Page excerpt |
· · · · · · ·
Better GMO labelling backed by a million Europeans

A Greenpeace petition has called for the EU to change its GMO-labelling rules to include milk, eggs, meat and other foods derived from animals fed with genetically modified products.

More than one million EU citizens have signed a petition, handed to Health Commissioner Markos Kyprianou on 5 February 2007, calling for labelling on milk, eggs, meat and other food products derived from animals fed with genetically modified organisms (GMOs). The EU is asked to guarantee consumers’ freedom of choice when purchasing food.

Under current EU legislation products consisting of or containing GMOs and food products obtained from GMOs are subject to traceability and labelling requirements. However, the regulation on GM food and feed does not require labelling of products which contain traces of GMOs below a 0.9% threshold level, provided the presence of GM material is unintended or technically unavoidable. Also products such as meat, milk or eggs obtained from animals fed with genetically modified feed or treated with genetically modified medicinal products are subject to this labelling and traceability exemption. 

According to Greenpeace, “the diet of farm animals in Europe is typically composed of up to 30% GMOs amounting to 20 million tonnes of GMOs entering the EU food chain each year without consumers being told”. 

A recent Eurobarometer survey on biotechnology and life sciences shows that EU citizens are becoming more optimistic about medical and industrial biotechnology but fiercly oppose agricultural biotechnologies, except in a few countries. According to the survey, Europeans see genetically modified (GM) food as “not being useful, as morally unacceptable and as a risk for society”.
· · · · · · ·
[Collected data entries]
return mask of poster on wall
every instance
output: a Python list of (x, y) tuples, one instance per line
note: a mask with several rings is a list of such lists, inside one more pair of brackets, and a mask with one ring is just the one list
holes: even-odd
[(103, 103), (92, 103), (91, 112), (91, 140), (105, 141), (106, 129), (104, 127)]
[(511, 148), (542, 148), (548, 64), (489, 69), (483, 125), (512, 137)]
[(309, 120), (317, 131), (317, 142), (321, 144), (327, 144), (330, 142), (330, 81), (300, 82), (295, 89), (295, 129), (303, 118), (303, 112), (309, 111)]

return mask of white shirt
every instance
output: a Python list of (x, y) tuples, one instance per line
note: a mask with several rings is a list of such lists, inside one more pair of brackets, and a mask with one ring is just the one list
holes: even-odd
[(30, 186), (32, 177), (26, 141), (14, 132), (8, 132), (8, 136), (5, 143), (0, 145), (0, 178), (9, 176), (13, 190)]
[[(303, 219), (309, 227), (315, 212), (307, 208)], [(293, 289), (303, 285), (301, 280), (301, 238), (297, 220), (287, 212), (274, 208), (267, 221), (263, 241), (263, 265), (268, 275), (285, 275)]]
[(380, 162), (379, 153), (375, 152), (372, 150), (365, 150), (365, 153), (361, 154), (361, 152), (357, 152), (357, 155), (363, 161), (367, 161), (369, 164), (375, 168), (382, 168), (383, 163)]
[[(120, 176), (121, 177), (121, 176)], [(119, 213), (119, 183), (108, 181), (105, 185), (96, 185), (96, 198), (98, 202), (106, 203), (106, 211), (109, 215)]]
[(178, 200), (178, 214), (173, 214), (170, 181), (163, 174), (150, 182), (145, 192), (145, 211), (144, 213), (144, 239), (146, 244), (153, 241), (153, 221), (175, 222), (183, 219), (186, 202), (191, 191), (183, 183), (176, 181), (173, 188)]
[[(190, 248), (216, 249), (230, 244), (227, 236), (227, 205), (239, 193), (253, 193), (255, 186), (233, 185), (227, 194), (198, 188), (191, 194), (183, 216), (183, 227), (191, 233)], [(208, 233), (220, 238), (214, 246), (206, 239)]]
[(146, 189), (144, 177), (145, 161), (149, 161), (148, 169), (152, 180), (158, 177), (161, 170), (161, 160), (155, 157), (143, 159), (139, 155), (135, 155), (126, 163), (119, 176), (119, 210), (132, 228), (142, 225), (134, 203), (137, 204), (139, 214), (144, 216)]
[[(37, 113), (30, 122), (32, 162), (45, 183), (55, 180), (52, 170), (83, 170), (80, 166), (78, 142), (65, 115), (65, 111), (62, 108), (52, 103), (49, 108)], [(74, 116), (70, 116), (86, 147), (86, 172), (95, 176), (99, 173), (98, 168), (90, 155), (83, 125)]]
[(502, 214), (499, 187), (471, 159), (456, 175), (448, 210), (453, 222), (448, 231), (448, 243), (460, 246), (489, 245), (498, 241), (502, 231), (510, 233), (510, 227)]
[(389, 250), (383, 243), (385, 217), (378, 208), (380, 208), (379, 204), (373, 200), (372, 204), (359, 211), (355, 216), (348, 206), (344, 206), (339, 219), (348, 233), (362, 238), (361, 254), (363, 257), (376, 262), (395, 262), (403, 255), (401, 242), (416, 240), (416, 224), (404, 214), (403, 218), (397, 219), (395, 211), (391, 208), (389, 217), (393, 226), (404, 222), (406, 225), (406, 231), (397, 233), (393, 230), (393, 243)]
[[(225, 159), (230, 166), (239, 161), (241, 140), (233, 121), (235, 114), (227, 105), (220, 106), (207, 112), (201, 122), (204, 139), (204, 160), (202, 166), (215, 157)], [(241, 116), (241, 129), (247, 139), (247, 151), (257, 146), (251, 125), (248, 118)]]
· · · · · · ·
Complete the following |
a: Answer these questions using the article on GMO labeling:
(i) How many EU citizens signed the petition, and to whom was it handed?
(ii) Below what threshold are traces of GMOs exempt from labeling, if their presence is unintended or technically unavoidable?
(iii) What share of the diet of farm animals in Europe does Greenpeace say is typically made up of GMOs?
b: Based on the article on GMO labeling, explain why the petition asks for labels on milk, eggs and meat from animals fed with GM products.
The entries were gathered from a different source than the article.

Answers by item number |
a:
(i) More than one million EU citizens signed it, and it was handed to Health Commissioner Markos Kyprianou.
(ii) 0.9%.
(iii) Up to 30%.

b: The petition asks the EU to guarantee consumers' freedom of choice when buying food. Under current rules, these animal products are exempt from labeling, and Greenpeace says 20 million tonnes of GMOs enter the EU food chain each year without consumers being told.